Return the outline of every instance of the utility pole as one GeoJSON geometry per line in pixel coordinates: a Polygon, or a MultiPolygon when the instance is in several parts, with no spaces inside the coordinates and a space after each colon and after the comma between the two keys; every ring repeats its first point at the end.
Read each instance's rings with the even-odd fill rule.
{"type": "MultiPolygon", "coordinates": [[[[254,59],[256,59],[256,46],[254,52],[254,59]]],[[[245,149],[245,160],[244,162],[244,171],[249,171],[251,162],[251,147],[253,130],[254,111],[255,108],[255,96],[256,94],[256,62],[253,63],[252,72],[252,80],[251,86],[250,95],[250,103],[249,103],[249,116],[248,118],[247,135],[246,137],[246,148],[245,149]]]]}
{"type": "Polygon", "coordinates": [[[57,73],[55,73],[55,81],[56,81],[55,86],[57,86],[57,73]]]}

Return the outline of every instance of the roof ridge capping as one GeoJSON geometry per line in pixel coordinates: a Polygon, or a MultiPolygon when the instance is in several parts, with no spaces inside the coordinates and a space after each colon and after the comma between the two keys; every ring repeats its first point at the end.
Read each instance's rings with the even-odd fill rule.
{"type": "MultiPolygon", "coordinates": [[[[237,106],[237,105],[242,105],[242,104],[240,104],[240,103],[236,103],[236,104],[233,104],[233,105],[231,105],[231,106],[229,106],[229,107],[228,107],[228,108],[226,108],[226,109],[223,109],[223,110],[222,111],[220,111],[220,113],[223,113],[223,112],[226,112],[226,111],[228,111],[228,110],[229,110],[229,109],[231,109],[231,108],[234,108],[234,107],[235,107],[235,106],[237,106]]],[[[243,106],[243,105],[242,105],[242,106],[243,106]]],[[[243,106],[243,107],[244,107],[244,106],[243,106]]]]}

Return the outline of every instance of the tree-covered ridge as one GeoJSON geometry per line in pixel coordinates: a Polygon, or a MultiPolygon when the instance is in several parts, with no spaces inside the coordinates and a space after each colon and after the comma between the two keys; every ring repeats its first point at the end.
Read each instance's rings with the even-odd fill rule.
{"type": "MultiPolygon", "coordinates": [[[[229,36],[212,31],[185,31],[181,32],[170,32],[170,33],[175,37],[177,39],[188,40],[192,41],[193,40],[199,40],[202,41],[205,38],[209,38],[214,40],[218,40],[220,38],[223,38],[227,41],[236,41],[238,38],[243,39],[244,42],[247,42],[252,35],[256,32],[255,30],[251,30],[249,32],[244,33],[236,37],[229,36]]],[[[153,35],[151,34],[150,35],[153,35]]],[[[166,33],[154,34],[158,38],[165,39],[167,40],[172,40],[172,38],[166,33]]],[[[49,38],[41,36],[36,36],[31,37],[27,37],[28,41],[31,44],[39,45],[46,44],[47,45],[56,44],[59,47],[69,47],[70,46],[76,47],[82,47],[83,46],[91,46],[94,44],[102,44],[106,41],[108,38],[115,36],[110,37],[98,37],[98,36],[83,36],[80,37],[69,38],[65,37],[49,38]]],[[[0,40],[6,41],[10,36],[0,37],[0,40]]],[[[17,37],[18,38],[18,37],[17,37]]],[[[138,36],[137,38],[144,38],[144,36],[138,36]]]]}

◆ **Exercise**
Take the entries and copy them out exactly.

◆ **Answer for this exercise**
Return the outline of every instance of the utility pole as one GeoJSON geometry per line in pixel coordinates: a Polygon, or a MultiPolygon when the instance is in several parts, with no spaces inside the coordinates and a space after each colon and after the comma between the two keys; every ring repeats its first point at the end.
Read each instance's rings with the even-odd fill rule.
{"type": "MultiPolygon", "coordinates": [[[[254,59],[256,59],[256,46],[254,52],[254,59]]],[[[245,149],[245,160],[244,162],[244,171],[249,171],[251,162],[251,147],[253,130],[254,111],[255,108],[255,96],[256,94],[256,62],[253,63],[252,72],[252,80],[251,86],[250,95],[250,103],[249,103],[249,116],[248,118],[247,135],[246,137],[246,148],[245,149]]]]}
{"type": "Polygon", "coordinates": [[[57,73],[55,73],[55,81],[56,81],[55,86],[57,86],[57,73]]]}

Return the outline of every instance of the roof ridge capping as one GeoJSON geometry per line in pixel coordinates: a Polygon, or a MultiPolygon when the instance is in several parts, with no spaces inside the coordinates and a space after each colon and after the comma between the two keys; every ring repeats its first point at the end.
Read each instance's rings with the even-odd fill rule.
{"type": "MultiPolygon", "coordinates": [[[[237,106],[237,105],[242,105],[242,104],[240,104],[240,103],[236,103],[236,104],[233,104],[233,105],[231,105],[231,106],[229,106],[229,107],[228,107],[228,108],[226,108],[226,109],[223,109],[223,110],[222,111],[220,111],[220,113],[223,113],[223,112],[226,112],[226,111],[228,111],[228,110],[229,110],[229,109],[231,109],[231,108],[234,108],[234,107],[235,107],[235,106],[237,106]]],[[[243,106],[243,105],[242,105],[242,106],[243,106]]],[[[243,106],[243,107],[244,107],[244,106],[243,106]]]]}

Return the outline of every instance of the tree-covered ridge as one GeoJSON geometry per line in pixel coordinates: a Polygon, or a MultiPolygon when the instance is in several parts, with no spaces inside the coordinates and a space after each colon and after the comma between the two keys; every ring repeats its first point at the end.
Read each instance's rings with the even-odd fill rule.
{"type": "MultiPolygon", "coordinates": [[[[229,36],[212,31],[185,31],[181,32],[170,32],[170,33],[175,37],[177,39],[188,40],[192,41],[193,40],[199,40],[202,41],[205,38],[209,38],[214,40],[218,40],[220,38],[223,38],[227,41],[236,41],[238,38],[243,39],[244,42],[247,42],[252,35],[256,32],[255,30],[251,30],[249,32],[244,33],[236,37],[229,36]]],[[[153,35],[151,34],[150,35],[153,35]]],[[[166,33],[154,34],[158,38],[165,39],[167,40],[172,40],[172,38],[166,33]]],[[[49,38],[41,36],[36,36],[31,37],[27,37],[28,41],[31,44],[39,45],[46,44],[47,45],[56,44],[59,47],[69,47],[70,46],[76,47],[82,47],[83,46],[91,46],[94,44],[102,44],[106,41],[108,38],[115,36],[110,37],[98,37],[98,36],[83,36],[80,37],[69,38],[65,37],[49,38]]],[[[0,40],[6,41],[10,36],[0,37],[0,40]]],[[[17,37],[18,38],[18,37],[17,37]]],[[[138,36],[137,38],[144,38],[144,36],[138,36]]]]}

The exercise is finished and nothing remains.